━━ Supplied entries ━━

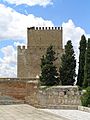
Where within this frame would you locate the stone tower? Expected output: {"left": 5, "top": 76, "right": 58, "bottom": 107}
{"left": 17, "top": 27, "right": 63, "bottom": 78}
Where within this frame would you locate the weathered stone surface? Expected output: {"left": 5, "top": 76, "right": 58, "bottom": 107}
{"left": 42, "top": 109, "right": 90, "bottom": 120}
{"left": 0, "top": 104, "right": 69, "bottom": 120}
{"left": 0, "top": 78, "right": 38, "bottom": 100}
{"left": 26, "top": 85, "right": 81, "bottom": 109}
{"left": 0, "top": 78, "right": 81, "bottom": 109}
{"left": 78, "top": 106, "right": 90, "bottom": 113}
{"left": 17, "top": 27, "right": 63, "bottom": 78}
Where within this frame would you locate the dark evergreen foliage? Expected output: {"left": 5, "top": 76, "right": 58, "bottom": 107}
{"left": 59, "top": 40, "right": 76, "bottom": 85}
{"left": 83, "top": 38, "right": 90, "bottom": 88}
{"left": 40, "top": 45, "right": 59, "bottom": 86}
{"left": 81, "top": 87, "right": 90, "bottom": 107}
{"left": 77, "top": 35, "right": 87, "bottom": 87}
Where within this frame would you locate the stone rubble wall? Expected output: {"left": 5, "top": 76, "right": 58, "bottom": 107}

━━━

• [Assignment]: No pictures belong in the copy. Repeat the entries exactly.

• [Exercise answer]:
Where within this frame would you locate the stone tower? Expected output: {"left": 5, "top": 76, "right": 58, "bottom": 107}
{"left": 17, "top": 27, "right": 63, "bottom": 78}
Where within this frame would you locate the weathered stone surface? Expected output: {"left": 5, "top": 76, "right": 58, "bottom": 107}
{"left": 42, "top": 109, "right": 90, "bottom": 120}
{"left": 0, "top": 104, "right": 69, "bottom": 120}
{"left": 0, "top": 78, "right": 38, "bottom": 100}
{"left": 26, "top": 85, "right": 81, "bottom": 109}
{"left": 0, "top": 78, "right": 81, "bottom": 109}
{"left": 78, "top": 106, "right": 90, "bottom": 113}
{"left": 17, "top": 27, "right": 63, "bottom": 78}
Where within this frame would you locate the dark evergreen foliage? Expected output: {"left": 5, "top": 76, "right": 58, "bottom": 107}
{"left": 59, "top": 40, "right": 76, "bottom": 85}
{"left": 83, "top": 38, "right": 90, "bottom": 88}
{"left": 40, "top": 45, "right": 59, "bottom": 86}
{"left": 81, "top": 87, "right": 90, "bottom": 107}
{"left": 77, "top": 35, "right": 87, "bottom": 87}
Where within this frame would you locate the stone rubble wall? Expected output: {"left": 5, "top": 76, "right": 58, "bottom": 107}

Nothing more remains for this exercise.